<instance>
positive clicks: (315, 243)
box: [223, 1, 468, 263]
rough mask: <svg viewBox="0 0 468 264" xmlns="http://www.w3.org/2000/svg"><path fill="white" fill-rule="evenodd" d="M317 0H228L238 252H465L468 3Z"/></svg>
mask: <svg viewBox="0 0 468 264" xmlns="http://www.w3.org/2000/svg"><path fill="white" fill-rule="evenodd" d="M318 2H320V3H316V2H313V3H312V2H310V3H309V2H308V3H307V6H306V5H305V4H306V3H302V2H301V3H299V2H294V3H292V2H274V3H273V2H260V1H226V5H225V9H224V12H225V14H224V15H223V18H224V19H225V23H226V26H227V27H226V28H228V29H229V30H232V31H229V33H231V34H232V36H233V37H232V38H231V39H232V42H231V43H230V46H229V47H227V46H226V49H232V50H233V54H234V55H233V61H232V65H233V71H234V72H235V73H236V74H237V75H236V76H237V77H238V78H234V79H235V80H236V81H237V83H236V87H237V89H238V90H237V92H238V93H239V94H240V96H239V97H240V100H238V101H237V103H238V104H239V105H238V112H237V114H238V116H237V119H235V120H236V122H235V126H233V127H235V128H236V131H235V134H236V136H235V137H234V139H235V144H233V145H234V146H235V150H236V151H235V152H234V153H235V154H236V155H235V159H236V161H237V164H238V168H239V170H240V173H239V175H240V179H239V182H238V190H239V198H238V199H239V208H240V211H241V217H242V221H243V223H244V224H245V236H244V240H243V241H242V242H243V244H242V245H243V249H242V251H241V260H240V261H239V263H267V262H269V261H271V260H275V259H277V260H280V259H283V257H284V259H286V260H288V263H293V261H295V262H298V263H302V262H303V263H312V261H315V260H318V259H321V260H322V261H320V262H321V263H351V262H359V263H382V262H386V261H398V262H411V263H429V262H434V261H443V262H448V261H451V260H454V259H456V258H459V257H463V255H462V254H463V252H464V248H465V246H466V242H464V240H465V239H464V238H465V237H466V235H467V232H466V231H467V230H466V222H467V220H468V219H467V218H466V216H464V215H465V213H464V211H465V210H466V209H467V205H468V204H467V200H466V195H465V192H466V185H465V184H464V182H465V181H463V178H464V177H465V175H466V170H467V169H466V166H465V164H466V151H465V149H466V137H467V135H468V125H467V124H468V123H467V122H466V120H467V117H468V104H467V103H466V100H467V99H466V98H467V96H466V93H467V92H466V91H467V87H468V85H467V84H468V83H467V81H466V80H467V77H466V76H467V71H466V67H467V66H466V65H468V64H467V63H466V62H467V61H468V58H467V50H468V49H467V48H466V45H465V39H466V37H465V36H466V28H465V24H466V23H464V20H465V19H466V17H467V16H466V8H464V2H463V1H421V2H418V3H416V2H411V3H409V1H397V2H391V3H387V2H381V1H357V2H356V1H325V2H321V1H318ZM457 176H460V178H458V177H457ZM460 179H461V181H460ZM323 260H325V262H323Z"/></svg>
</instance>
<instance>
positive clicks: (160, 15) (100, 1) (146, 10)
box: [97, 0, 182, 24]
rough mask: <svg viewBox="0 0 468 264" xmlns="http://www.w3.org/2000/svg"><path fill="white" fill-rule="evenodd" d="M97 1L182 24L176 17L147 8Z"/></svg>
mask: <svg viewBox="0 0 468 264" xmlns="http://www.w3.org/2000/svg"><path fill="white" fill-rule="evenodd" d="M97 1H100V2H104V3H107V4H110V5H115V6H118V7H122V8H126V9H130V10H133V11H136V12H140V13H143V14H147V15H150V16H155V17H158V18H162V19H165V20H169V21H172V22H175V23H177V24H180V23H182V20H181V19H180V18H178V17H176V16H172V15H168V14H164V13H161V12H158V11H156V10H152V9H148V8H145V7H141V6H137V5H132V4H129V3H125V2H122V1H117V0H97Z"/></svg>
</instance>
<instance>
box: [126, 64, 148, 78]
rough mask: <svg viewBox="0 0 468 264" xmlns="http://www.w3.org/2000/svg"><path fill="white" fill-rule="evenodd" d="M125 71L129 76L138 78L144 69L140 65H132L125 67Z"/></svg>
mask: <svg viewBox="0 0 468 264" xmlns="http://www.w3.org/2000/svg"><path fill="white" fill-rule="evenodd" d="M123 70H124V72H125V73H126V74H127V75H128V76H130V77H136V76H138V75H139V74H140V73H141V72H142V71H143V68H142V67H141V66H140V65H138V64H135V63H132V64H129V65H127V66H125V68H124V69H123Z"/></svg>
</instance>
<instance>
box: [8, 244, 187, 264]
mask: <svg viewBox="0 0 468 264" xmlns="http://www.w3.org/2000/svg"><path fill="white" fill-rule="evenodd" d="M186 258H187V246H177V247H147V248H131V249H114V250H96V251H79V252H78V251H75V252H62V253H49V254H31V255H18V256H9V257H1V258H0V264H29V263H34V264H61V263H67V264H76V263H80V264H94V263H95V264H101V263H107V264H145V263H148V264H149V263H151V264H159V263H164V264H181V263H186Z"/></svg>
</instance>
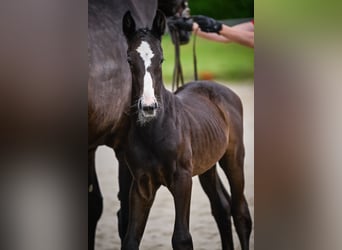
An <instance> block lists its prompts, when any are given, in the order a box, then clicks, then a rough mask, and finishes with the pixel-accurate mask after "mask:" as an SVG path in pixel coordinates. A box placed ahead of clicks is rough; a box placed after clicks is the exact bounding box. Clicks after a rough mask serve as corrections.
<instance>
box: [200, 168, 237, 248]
mask: <svg viewBox="0 0 342 250" xmlns="http://www.w3.org/2000/svg"><path fill="white" fill-rule="evenodd" d="M199 180H200V183H201V185H202V188H203V189H204V192H205V193H206V194H207V196H208V198H209V200H210V205H211V211H212V214H213V216H214V218H215V220H216V224H217V226H218V228H219V231H220V236H221V243H222V249H223V250H228V249H229V250H233V249H234V244H233V233H232V224H231V220H230V217H231V212H230V204H229V202H230V197H229V195H228V193H227V191H226V189H225V188H224V186H223V184H222V182H221V180H220V178H219V176H218V174H217V171H216V165H214V167H213V168H211V169H209V170H208V171H207V172H205V173H204V174H201V175H200V176H199Z"/></svg>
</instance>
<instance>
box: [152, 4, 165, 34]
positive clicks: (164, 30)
mask: <svg viewBox="0 0 342 250" xmlns="http://www.w3.org/2000/svg"><path fill="white" fill-rule="evenodd" d="M165 22H166V21H165V16H164V14H163V12H161V11H160V10H157V13H156V16H155V17H154V20H153V24H152V32H153V33H154V34H155V35H156V37H158V39H159V40H160V39H161V36H162V35H163V34H164V31H165Z"/></svg>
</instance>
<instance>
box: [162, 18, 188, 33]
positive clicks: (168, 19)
mask: <svg viewBox="0 0 342 250" xmlns="http://www.w3.org/2000/svg"><path fill="white" fill-rule="evenodd" d="M167 23H168V25H169V29H170V30H171V29H178V30H185V31H192V25H193V21H192V19H190V18H185V17H171V18H169V19H168V20H167Z"/></svg>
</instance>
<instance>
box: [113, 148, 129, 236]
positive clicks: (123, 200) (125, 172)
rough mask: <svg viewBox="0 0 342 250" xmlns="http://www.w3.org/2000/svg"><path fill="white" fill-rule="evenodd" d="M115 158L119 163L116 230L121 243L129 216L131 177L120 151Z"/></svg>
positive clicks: (121, 153) (125, 163)
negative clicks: (117, 198)
mask: <svg viewBox="0 0 342 250" xmlns="http://www.w3.org/2000/svg"><path fill="white" fill-rule="evenodd" d="M115 154H116V158H117V159H118V162H119V193H118V198H119V200H120V209H119V211H118V212H117V217H118V228H119V235H120V238H121V242H122V241H123V240H124V238H125V235H126V231H127V226H128V215H129V191H130V188H131V184H132V175H131V172H130V171H129V169H128V166H127V163H126V161H125V157H124V152H123V151H122V150H115Z"/></svg>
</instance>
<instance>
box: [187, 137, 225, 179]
mask: <svg viewBox="0 0 342 250" xmlns="http://www.w3.org/2000/svg"><path fill="white" fill-rule="evenodd" d="M205 144H206V145H205ZM227 148H228V134H223V135H222V137H220V138H216V139H215V140H214V139H213V140H212V141H211V143H203V144H201V145H197V146H194V145H193V147H192V149H193V150H192V159H193V160H192V164H193V176H195V175H200V174H203V173H204V172H206V171H207V170H208V169H209V168H211V167H212V166H214V165H215V164H216V162H218V161H219V160H220V159H221V157H222V156H223V154H224V153H225V152H226V151H227Z"/></svg>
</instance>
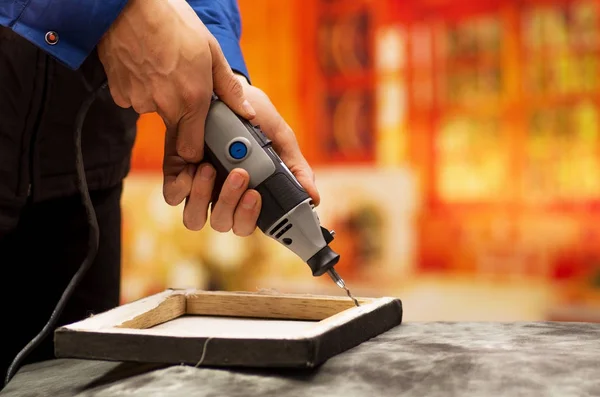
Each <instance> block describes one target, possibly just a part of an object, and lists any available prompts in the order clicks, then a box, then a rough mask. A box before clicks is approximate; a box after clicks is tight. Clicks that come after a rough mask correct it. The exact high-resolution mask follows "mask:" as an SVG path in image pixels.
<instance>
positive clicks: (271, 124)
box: [264, 107, 321, 206]
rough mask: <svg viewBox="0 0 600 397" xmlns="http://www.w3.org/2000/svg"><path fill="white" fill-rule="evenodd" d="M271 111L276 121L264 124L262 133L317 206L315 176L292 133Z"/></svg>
mask: <svg viewBox="0 0 600 397" xmlns="http://www.w3.org/2000/svg"><path fill="white" fill-rule="evenodd" d="M272 111H273V112H275V113H274V114H276V115H277V116H276V117H277V119H276V121H275V122H271V123H267V124H265V127H264V132H265V134H266V135H267V136H269V137H270V138H271V139H272V141H273V148H274V149H275V151H276V152H277V153H278V154H279V156H280V157H281V160H283V162H284V163H285V165H286V166H287V167H288V168H289V170H290V171H291V172H292V174H294V176H295V177H296V179H297V180H298V182H299V183H300V185H302V187H304V189H305V190H306V192H307V193H308V195H309V196H310V197H311V198H312V199H313V203H314V204H315V206H317V205H319V203H320V202H321V196H320V195H319V190H318V189H317V185H316V182H315V174H314V172H313V170H312V168H311V167H310V166H309V164H308V162H307V161H306V158H304V155H303V154H302V151H301V150H300V146H299V145H298V141H297V139H296V135H295V134H294V131H293V130H292V129H291V127H290V126H289V125H288V124H287V123H286V122H285V121H284V120H283V118H282V117H281V116H280V115H279V113H277V111H276V110H275V108H274V107H273V108H272Z"/></svg>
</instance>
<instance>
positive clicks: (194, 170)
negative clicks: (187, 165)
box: [187, 164, 196, 178]
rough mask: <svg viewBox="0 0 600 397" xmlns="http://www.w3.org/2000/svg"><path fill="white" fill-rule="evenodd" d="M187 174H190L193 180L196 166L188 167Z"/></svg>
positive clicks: (195, 169)
mask: <svg viewBox="0 0 600 397" xmlns="http://www.w3.org/2000/svg"><path fill="white" fill-rule="evenodd" d="M187 172H188V175H189V176H191V177H192V178H193V177H194V174H195V173H196V166H195V165H193V164H190V165H188V167H187Z"/></svg>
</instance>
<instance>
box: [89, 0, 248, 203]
mask: <svg viewBox="0 0 600 397" xmlns="http://www.w3.org/2000/svg"><path fill="white" fill-rule="evenodd" d="M98 55H99V58H100V61H101V62H102V64H103V66H104V70H105V71H106V75H107V78H108V84H109V88H110V92H111V95H112V97H113V99H114V101H115V103H116V104H117V105H119V106H121V107H124V108H128V107H133V108H134V109H135V110H136V111H137V112H138V113H140V114H143V113H151V112H156V113H158V114H159V115H160V116H161V117H162V119H163V121H164V122H165V125H166V127H167V135H166V139H165V158H164V165H163V172H164V186H163V192H164V196H165V200H166V201H167V203H169V204H170V205H178V204H179V203H181V202H182V201H183V200H184V199H185V198H186V197H187V196H188V195H189V193H190V187H191V184H192V178H193V176H194V174H195V172H196V166H195V165H194V164H195V163H198V162H200V160H202V158H203V150H204V124H205V119H206V115H207V112H208V108H209V105H210V101H211V97H212V93H213V92H215V93H216V94H217V95H218V96H219V98H220V99H221V100H223V102H225V103H226V104H227V105H228V106H229V107H230V108H231V109H232V110H233V111H235V112H236V113H237V114H239V115H240V116H242V117H245V118H247V119H252V117H254V110H253V109H252V107H251V106H250V104H249V103H248V101H246V100H245V98H244V90H243V88H242V85H241V84H240V81H239V80H238V79H237V78H236V76H235V75H234V74H233V72H232V70H231V68H230V67H229V65H228V63H227V61H226V60H225V57H224V55H223V53H222V51H221V49H220V46H219V44H218V43H217V41H216V39H215V38H214V37H213V36H212V35H211V34H210V32H209V31H208V29H207V28H206V26H204V24H203V23H202V21H201V20H200V19H199V18H198V16H197V15H196V13H195V12H194V10H193V9H192V8H191V7H190V6H189V5H188V3H187V2H186V1H185V0H129V1H128V3H127V5H126V6H125V8H124V9H123V11H122V12H121V14H120V15H119V17H118V18H117V20H116V21H115V22H114V23H113V25H112V26H111V27H110V29H109V30H108V32H107V33H106V34H105V36H104V37H103V38H102V40H101V41H100V43H99V44H98Z"/></svg>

====================

> Work instructions
Your answer should consist only of the lines above between the line holding "box: [200, 168, 237, 248]" and the line holding "box: [152, 4, 165, 34]", inclusive, each transcribed exactly.

> Output for this exercise
box: [200, 168, 237, 248]
mask: <svg viewBox="0 0 342 250" xmlns="http://www.w3.org/2000/svg"><path fill="white" fill-rule="evenodd" d="M199 180H200V183H201V185H202V188H203V189H204V192H205V193H206V194H207V196H208V198H209V200H210V205H211V211H212V214H213V216H214V218H215V220H216V224H217V226H218V228H219V231H220V236H221V243H222V249H223V250H228V249H229V250H233V249H234V244H233V233H232V224H231V220H230V217H231V212H230V204H229V202H230V197H229V195H228V193H227V191H226V189H225V188H224V186H223V184H222V182H221V180H220V178H219V176H218V174H217V171H216V165H214V167H213V168H211V169H209V170H208V171H207V172H205V173H204V174H201V175H200V176H199Z"/></svg>
</instance>
<instance>
box: [152, 4, 165, 34]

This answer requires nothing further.